## TASK DESCRIPTION
Your task is to quote the listing below exactly, beginning with its first line and ending on the line bearing "[ ] one point per instance of the bus window".

*** Opening of RECORDS ***

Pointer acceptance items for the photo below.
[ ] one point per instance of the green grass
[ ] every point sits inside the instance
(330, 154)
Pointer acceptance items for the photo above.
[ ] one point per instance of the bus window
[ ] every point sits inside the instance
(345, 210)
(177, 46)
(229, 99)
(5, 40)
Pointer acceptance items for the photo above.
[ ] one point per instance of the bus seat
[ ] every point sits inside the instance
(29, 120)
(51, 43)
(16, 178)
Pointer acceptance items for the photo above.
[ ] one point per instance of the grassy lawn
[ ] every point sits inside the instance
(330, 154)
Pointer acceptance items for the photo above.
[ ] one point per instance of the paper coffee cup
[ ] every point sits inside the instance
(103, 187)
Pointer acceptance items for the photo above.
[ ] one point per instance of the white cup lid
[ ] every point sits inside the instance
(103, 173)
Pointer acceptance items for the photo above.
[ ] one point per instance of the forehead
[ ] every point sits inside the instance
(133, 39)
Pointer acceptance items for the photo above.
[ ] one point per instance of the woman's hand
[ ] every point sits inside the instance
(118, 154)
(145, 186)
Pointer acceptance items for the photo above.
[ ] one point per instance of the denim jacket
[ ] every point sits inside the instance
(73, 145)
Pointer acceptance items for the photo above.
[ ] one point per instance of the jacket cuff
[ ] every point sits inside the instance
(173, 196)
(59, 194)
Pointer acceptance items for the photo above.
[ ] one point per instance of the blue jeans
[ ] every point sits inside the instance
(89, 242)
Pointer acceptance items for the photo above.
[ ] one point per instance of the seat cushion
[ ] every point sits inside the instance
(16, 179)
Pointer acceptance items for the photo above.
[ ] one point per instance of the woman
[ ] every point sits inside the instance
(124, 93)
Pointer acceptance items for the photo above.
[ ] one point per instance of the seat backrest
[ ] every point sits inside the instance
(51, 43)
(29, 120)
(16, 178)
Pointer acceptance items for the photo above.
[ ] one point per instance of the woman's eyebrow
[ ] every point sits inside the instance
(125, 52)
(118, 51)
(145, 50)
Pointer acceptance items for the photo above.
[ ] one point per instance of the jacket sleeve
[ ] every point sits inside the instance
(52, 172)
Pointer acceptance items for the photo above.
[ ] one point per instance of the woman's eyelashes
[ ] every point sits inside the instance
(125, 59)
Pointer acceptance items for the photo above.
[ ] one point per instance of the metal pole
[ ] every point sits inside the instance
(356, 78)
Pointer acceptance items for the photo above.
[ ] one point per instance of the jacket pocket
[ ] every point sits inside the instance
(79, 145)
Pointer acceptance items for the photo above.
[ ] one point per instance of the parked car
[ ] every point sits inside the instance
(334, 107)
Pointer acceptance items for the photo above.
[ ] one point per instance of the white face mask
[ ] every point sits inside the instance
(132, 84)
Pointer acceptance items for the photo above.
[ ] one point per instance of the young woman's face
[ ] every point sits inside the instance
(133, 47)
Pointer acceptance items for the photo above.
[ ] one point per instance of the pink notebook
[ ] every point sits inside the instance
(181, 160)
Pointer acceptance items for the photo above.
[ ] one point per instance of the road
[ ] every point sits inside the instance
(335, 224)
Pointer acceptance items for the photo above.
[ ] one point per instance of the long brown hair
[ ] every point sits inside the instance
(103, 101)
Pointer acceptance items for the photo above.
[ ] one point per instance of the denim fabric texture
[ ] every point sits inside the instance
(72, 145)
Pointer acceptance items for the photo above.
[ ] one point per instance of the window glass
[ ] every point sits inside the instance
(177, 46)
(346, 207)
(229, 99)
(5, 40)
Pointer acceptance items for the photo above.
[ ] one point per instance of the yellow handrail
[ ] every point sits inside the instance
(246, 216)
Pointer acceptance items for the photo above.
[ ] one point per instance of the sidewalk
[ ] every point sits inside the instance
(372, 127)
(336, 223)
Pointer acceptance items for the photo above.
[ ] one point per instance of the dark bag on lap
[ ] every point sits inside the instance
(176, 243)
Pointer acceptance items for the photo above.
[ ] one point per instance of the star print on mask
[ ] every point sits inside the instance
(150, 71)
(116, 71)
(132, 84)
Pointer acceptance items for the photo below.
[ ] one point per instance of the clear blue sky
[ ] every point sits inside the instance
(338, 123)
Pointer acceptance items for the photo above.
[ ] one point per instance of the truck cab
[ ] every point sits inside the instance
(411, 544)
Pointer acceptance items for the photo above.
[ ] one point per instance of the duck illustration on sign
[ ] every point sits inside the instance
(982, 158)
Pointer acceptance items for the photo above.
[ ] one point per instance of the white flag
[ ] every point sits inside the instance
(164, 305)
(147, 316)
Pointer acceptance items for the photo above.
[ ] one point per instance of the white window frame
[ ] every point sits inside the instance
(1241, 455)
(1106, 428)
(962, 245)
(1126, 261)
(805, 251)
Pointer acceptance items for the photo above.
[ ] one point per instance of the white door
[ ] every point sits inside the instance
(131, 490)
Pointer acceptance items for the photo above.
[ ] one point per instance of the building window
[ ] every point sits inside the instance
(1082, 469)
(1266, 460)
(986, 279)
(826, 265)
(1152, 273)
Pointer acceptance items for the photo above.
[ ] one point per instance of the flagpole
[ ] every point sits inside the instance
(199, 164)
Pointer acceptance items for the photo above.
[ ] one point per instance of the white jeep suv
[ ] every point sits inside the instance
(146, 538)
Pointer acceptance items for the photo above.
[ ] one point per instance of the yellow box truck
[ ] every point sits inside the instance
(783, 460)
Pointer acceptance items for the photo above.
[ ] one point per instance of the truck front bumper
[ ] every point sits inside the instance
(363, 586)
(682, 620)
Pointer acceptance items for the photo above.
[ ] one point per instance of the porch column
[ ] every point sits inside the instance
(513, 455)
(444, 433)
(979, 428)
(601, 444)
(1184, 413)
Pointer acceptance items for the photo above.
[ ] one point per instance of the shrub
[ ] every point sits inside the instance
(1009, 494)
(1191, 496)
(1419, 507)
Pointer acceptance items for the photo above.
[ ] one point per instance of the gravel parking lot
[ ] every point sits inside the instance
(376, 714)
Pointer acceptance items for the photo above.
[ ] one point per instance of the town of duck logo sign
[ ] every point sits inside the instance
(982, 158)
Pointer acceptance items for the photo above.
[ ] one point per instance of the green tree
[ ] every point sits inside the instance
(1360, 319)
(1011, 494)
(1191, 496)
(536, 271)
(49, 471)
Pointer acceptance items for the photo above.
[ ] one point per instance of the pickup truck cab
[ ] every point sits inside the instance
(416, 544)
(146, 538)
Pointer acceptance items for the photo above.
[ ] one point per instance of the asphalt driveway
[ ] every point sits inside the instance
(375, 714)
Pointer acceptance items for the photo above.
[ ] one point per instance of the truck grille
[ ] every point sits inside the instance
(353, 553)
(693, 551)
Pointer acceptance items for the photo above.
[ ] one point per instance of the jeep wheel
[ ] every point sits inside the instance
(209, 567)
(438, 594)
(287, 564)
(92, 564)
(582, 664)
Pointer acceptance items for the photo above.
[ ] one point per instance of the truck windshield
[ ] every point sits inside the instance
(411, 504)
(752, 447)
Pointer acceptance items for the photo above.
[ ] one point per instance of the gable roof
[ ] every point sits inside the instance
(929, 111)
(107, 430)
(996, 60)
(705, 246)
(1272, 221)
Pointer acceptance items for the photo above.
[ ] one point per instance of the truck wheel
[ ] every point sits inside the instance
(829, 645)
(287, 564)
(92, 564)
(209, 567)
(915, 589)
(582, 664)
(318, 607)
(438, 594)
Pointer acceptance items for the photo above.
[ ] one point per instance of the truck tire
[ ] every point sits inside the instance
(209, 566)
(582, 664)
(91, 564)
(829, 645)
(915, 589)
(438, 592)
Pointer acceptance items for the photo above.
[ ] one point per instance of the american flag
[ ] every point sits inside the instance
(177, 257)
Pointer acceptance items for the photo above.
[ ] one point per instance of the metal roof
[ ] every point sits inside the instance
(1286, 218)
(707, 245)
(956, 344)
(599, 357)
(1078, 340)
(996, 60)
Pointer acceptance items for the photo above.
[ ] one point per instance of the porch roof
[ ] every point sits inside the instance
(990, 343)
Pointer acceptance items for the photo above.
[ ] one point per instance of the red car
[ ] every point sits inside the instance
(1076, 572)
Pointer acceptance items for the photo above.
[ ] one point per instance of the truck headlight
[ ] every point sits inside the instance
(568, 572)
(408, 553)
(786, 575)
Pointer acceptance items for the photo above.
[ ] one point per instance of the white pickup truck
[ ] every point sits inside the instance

*** Close of RECORDS ***

## WRITTEN REPLY
Pointer acceptance items for the photo below.
[ ] one point per instance of the green grass
[ ] every point sits inside the instance
(330, 154)
Pointer acceptance items for the photo above.
[ ] one point per instance of the bus window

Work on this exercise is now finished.